# TASK REQUIREMENTS
Render every line of the records below as a numbered list, skipping blank lines and omitting the pictures.

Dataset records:
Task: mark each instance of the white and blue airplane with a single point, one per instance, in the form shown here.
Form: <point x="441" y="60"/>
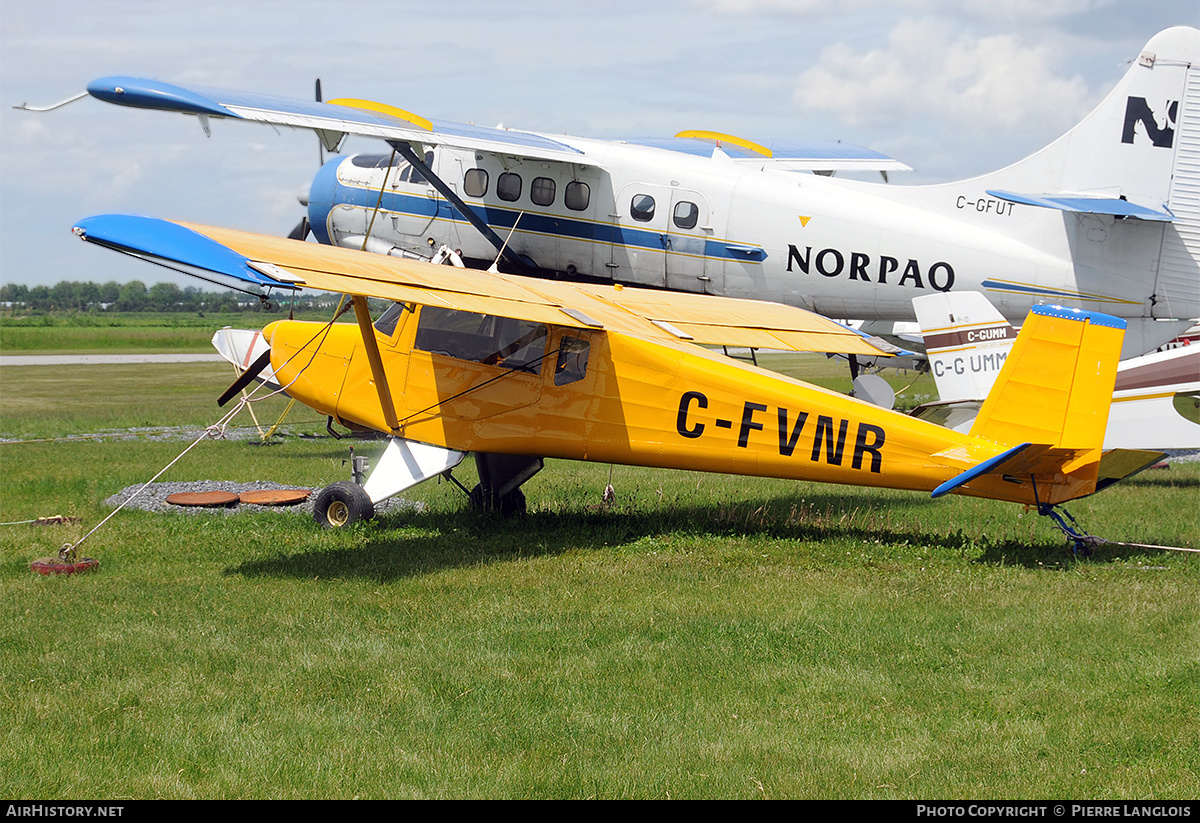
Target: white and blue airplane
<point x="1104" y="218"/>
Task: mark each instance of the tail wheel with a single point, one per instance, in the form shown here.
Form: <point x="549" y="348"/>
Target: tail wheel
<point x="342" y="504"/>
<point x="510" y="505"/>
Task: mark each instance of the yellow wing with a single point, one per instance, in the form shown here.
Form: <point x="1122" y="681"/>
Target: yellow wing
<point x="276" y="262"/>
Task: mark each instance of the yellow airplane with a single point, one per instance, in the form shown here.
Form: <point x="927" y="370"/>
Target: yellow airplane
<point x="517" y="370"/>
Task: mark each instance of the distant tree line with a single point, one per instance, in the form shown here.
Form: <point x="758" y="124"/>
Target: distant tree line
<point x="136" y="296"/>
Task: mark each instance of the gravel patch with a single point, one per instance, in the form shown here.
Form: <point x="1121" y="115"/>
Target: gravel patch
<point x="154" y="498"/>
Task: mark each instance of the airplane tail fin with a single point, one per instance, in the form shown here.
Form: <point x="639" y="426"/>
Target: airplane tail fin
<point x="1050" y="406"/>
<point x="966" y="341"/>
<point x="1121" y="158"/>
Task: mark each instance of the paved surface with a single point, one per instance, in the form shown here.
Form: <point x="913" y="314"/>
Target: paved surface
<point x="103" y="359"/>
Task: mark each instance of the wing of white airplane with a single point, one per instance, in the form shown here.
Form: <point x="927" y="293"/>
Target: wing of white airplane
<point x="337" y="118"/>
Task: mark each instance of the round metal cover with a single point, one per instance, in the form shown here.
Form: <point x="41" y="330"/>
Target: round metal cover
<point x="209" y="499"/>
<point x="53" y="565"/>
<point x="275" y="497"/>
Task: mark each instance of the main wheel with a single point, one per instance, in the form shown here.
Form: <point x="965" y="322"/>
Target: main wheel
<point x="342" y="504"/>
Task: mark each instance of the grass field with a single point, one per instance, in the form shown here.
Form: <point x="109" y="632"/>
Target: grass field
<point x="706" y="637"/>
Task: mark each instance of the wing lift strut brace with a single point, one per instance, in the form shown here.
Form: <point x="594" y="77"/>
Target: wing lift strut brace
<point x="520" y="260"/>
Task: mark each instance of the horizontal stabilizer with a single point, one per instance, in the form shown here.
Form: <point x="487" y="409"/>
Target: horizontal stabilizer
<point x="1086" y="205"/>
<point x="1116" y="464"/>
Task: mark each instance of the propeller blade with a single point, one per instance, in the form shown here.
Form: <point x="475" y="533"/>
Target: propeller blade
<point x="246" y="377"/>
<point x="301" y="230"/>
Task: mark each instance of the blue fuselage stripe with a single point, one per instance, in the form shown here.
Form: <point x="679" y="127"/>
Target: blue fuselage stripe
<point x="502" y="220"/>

# FINISHED ANSWER
1. Task: mark each instance of the white and blue airplane with a single point, one per instance, in the form shown here.
2. Form: <point x="441" y="60"/>
3. Target: white and blue airplane
4. <point x="1104" y="218"/>
5. Task: mark each instance of the tail wheel with a single point, one per instance, in the form shown here.
6. Form: <point x="549" y="348"/>
7. Target: tail wheel
8. <point x="342" y="504"/>
9. <point x="510" y="505"/>
10. Task: mark each instance of the yellow wing with a single point, one per instance, in the form shown here.
11. Form: <point x="1122" y="681"/>
12. Target: yellow wing
13. <point x="276" y="262"/>
14. Task: mark each instance of the yellow airplane with a single point, one per instance, in the form shown here.
15. Form: <point x="927" y="370"/>
16. Target: yellow airplane
17. <point x="517" y="370"/>
18. Task: mark each instance of the distant tree line with a single point, one per instance, in the form shown here.
19. Form: <point x="758" y="124"/>
20. Target: distant tree line
21. <point x="136" y="296"/>
22. Task: mark each instance of the gravel patch with a single point, one per instance, in the form shown here.
23. Form: <point x="1121" y="115"/>
24. Target: gravel patch
25. <point x="154" y="498"/>
26. Task: mark each instance of the airplane tail fin with a single point, one per instance, in the form shown here.
27. Form: <point x="639" y="426"/>
28. Target: airplane tail fin
29. <point x="1050" y="406"/>
30. <point x="966" y="341"/>
31. <point x="1121" y="158"/>
32. Task: mark each instance of the paved surface with a single point, one per instance, in the form shown here.
33. Form: <point x="913" y="314"/>
34. Target: paved surface
35. <point x="103" y="359"/>
36. Task: mark each instance of the wing of white airplane with a single point, one per instance, in the form shown here.
37. Form: <point x="927" y="293"/>
38. Target: wing of white airplane
39. <point x="337" y="118"/>
40. Task: mark each instance of the round metal cover with a single point, one per instance, in the form shown here.
41. Form: <point x="41" y="330"/>
42. Target: round metal cover
43. <point x="209" y="499"/>
44. <point x="53" y="565"/>
45. <point x="275" y="497"/>
46. Task: mark each instance of the main wheel with a single point, one per instance, in the form shown here.
47. Form: <point x="965" y="322"/>
48. Target: main wheel
49. <point x="342" y="504"/>
50. Task: mark each instance of the grass field with a single point, one per instance, in the form shown here.
51. Form: <point x="109" y="632"/>
52. Target: grass field
53. <point x="706" y="637"/>
54. Task: mark each instance of the wing lift strut brace with a single point, one per instance, in the form shown here.
55. Form: <point x="594" y="77"/>
56. Target: wing lift strut brace
57. <point x="520" y="260"/>
58. Task: mark each instance of the horizontal stabilizer with a single point, one per instance, in the form shown here.
59. Form: <point x="487" y="409"/>
60. Target: horizontal stabilizer
61. <point x="1086" y="205"/>
62. <point x="1116" y="464"/>
63. Task: mark each instance of the propeller blade with a single point, one per instance, in the form shown here.
64. Form: <point x="475" y="533"/>
65. Target: propeller blade
66. <point x="246" y="377"/>
67. <point x="301" y="230"/>
68. Task: mark each instance of the blue fuselage stripe with a single point, one per instance, in the form shown here.
69. Form: <point x="679" y="127"/>
70. Target: blue fuselage stripe
71. <point x="502" y="220"/>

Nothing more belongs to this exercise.